Phantasmaburbia Ain’t Afraid of Suburban Ghosts
Some of the best art transports you, maybe to a different place, maybe a different time. My favorite games are gateways that draw me into worlds I’ve never known, or worlds I’ve forgotten. When I play Final Fantasy VI I am drawn into the world of my suburban youth, sprawling lanes of houses, the park two blocks down the road from my parent’s house, and their old, small television, tucked away into a fake wooden cabinet.
None of that’s the game’s fault—all art is a product of when you experience it. These memories come not from the game and its elements but instead from the world it was trapped in.
Phantasmaburbia, a Halloween-released horror-comedy RPG, builds its own world out of these memories. For those of us who grew up with Final Fantasy VI and Earthbound it’s a nostalgia factory. For others it continues the trend of the maturing, classic JRPG, following in the footsteps of handheld titles like Radiant Historia and Devil Survivor as examples of how classic design principles can be modernized.
A small caveat: I will strive for objectivity, but this is the sort of game that feels made just for me. It’s like a well-sized new suit. I love JRPGs, I love Earthbound, I love ghost stories, and I love meaningful choices. I grew up in Philadelphia—where Phantasmaburbia is heavily implied to be set—and I feel like I have the same preferences in games as the author. Phantasmaburbia is in a lot of ways a perfect storm of what I like in video games.
That said, I’m pretty confident it can appeal to anyone not off-put by the very core concept of a console-style RPG. Phantasmaburbia tells the story of four small-suburb teens, each misfits in their own rights, combating a phantasmal menace.

* **Job 1**
Decide whether each statement agrees with the Phantasmaburbia review: (a) the game came out around Halloween, (b) the reviewer grew up in Philadelphia, (c) the game follows five teens. Answer yes or no for each and quote the words of the review that decide it.
* **Job 2**
Using the Phantasmaburbia review, answer each question on its own line.
(a) Which game draws the reviewer into the world of a suburban youth?
(b) Which two handheld titles are named?
(c) What does the reviewer say the game is like?
* **Job 3**
Rewrite the Phantasmaburbia review from "None of that’s" up to and including "can be modernized.", putting "memory machine" in place of "nostalgia factory".
The rows after this review aren't needed here.

* **Entries supplied**

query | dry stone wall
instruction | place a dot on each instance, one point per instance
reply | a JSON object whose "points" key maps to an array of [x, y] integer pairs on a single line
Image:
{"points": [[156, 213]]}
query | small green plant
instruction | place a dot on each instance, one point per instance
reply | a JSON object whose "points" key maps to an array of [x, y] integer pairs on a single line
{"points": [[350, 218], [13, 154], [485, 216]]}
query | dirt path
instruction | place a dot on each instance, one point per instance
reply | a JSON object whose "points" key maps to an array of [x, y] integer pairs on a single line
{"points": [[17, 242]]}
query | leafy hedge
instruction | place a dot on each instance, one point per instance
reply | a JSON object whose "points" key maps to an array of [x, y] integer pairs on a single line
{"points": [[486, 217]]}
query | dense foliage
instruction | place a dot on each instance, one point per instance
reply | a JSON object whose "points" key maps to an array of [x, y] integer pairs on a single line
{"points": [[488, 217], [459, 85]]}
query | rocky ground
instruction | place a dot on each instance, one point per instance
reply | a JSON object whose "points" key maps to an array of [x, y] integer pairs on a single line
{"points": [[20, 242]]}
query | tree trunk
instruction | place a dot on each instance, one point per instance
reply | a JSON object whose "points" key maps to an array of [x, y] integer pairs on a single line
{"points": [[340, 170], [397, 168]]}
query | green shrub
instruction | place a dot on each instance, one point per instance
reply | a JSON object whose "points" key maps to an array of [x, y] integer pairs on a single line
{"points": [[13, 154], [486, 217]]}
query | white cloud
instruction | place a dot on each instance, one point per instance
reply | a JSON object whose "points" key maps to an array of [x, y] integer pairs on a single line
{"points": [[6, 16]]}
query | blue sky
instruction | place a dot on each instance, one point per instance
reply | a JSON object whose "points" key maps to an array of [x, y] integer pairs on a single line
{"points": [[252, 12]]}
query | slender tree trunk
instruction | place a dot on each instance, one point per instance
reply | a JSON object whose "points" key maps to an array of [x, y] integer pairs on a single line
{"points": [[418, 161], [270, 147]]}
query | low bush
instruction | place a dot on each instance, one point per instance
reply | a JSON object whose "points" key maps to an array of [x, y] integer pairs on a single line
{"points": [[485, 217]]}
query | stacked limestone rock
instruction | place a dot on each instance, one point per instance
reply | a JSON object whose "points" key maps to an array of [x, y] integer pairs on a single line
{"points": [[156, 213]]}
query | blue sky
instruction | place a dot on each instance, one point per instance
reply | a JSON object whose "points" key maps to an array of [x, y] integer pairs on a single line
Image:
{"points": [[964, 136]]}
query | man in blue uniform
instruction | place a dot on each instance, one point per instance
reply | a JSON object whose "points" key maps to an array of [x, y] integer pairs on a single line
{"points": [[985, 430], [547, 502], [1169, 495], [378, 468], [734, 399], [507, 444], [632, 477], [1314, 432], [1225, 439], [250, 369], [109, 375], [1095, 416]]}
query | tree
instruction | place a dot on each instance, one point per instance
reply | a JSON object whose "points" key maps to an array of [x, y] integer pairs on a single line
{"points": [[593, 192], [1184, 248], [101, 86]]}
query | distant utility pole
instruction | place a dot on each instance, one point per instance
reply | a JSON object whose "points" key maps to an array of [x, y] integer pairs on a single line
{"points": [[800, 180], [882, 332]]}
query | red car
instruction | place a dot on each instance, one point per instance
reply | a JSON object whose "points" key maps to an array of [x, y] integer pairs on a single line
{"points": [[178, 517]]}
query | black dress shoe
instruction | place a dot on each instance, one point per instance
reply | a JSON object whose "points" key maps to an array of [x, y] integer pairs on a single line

* **Right answer 1**
(a) Yes: "a Halloween-released horror-comedy RPG"
(b) Yes: "I grew up in Philadelphia"
(c) No: "tells the story of four small-suburb teens"

* **Right answer 2**
(a) Final Fantasy VI
(b) Radiant Historia and Devil Survivor
(c) A well-sized new suit

* **Right answer 3**
None of that’s the game’s fault—all art is a product of when you experience it. These memories come not from the game and its elements but instead from the world it was trapped in.
Phantasmaburbia, a Halloween-released horror-comedy RPG, builds its own world out of these memories. For those of us who grew up with Final Fantasy VI and Earthbound it’s a memory machine. For others it continues the trend of the maturing, classic JRPG, following in the footsteps of handheld titles like Radiant Historia and Devil Survivor as examples of how classic design principles can be modernized.